■ **Texto fornecido**
05 Julho 2018
Enquanto uma comissão de estudo sobre o diaconato feminino lhe apresentará em breve suas próprias conclusões, o Papa Francisco aprovou, em 8 de junho passado, a instrução da congregação vaticana para os religiosos, Ecclesiae Sponsae Imago, que identifica “um verdadeiro florescimento” das virgens consagradas (“mais de cinco mil” em todos os continentes “e em contínuo aumento”), para orientar e promover essa “ordem” de mulheres que escolhem esta peculiar forma de consagração alternativa à vida comunitária no convento.
A reportagem é de Iacopo Scaramuzzi, publicada por Vatican Insider, 04-07-2018. A tradução é de André Langer.
“Como indicam algumas passagens do Novo Testamento e escritos dos primeiros séculos cristãos, esta forma de vida evangélica apareceu espontaneamente nas diferentes regiões onde se desenvolviam as comunidades eclesiais, situando-se entre as diferentes formas de vida ascética que, no contexto da sociedade pagã, eram um sinal claro da novidade do cristianismo e de sua capacidade de responder às perguntas mais profundas sobre o sentido da existência humana”, diz a introdução do novo documento da Congregação para os Institutos de Vida Consagrada e as Sociedades de Vida Apostólica.
“Com um processo análogo ao que teve a ver com a viuvez de mulheres que escolhiam a continência ‘em honra da carne do Senhor’, a virgindade consagrada feminina assumiu progressivamente as características de um estado de vida reconhecido publicamente pela Igreja”, prossegue o documento que, em uma nota de rodapé, recorda que “nas Constituições Apostólicas da segunda metade do século IV as virgens aparecem, ao lado das viúvas e das diaconisas, como um elemento institucional da comunidade cristã”.

■ **Trecho dos dados**
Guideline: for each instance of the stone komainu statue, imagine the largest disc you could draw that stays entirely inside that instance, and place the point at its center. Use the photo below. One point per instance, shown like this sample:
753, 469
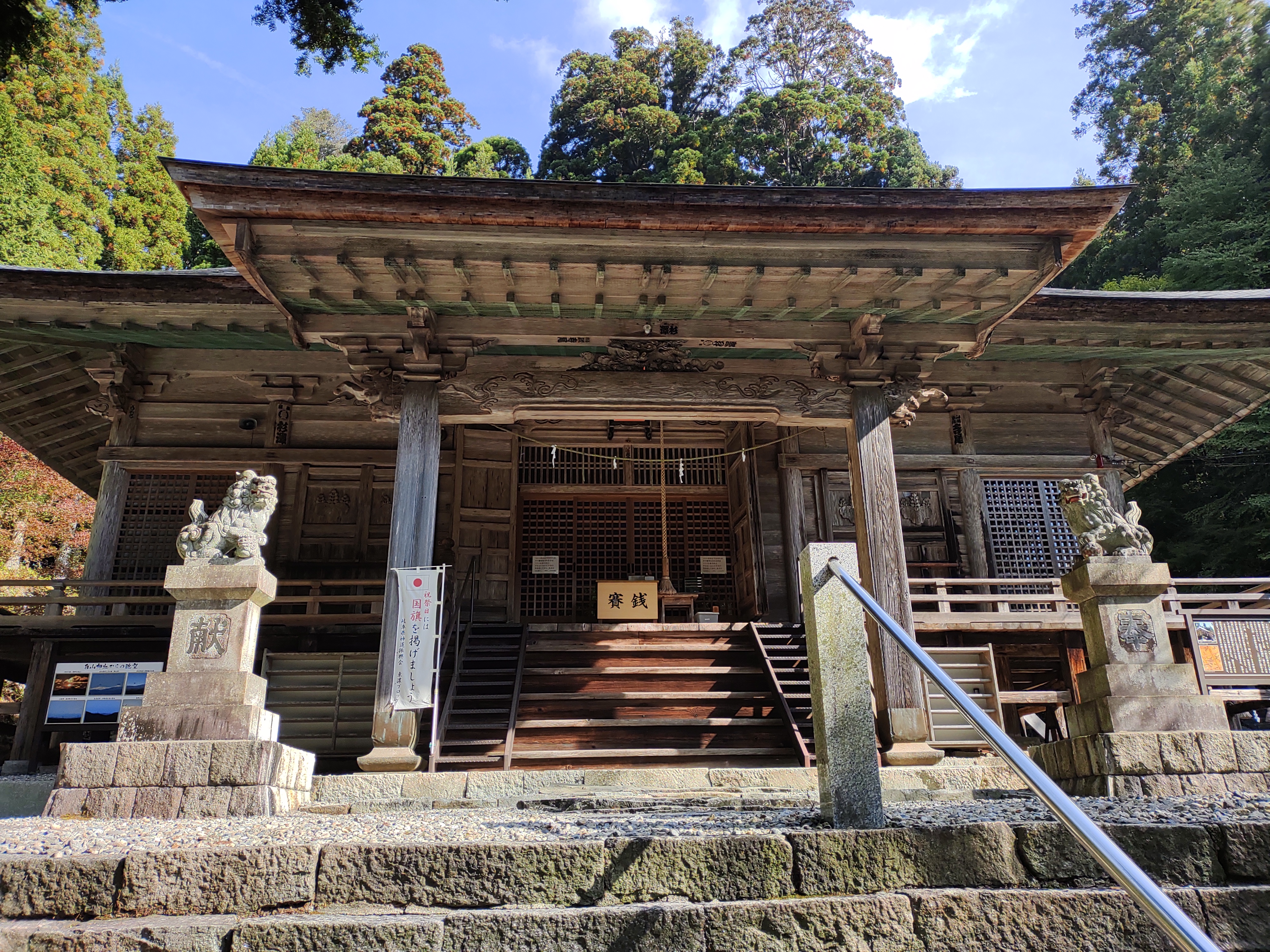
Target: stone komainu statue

■ **Orientação 1**
Segundo o texto fornecido, em que data o Papa Francisco aprovou a instrução Ecclesiae Sponsae Imago?
■ **Orientação 2**
Transcreva literalmente o trecho do texto fornecido que se inicia com as palavras "A reportagem é" e se encerra com "de Vida Apostólica.".

■ **Resposta completa 1**
Em 8 de junho.

■ **Resposta completa 2**
A reportagem é de Iacopo Scaramuzzi, publicada por Vatican Insider, 04-07-2018. A tradução é de André Langer.
“Como indicam algumas passagens do Novo Testamento e escritos dos primeiros séculos cristãos, esta forma de vida evangélica apareceu espontaneamente nas diferentes regiões onde se desenvolviam as comunidades eclesiais, situando-se entre as diferentes formas de vida ascética que, no contexto da sociedade pagã, eram um sinal claro da novidade do cristianismo e de sua capacidade de responder às perguntas mais profundas sobre o sentido da existência humana”, diz a introdução do novo documento da Congregação para os Institutos de Vida Consagrada e as Sociedades de Vida Apostólica.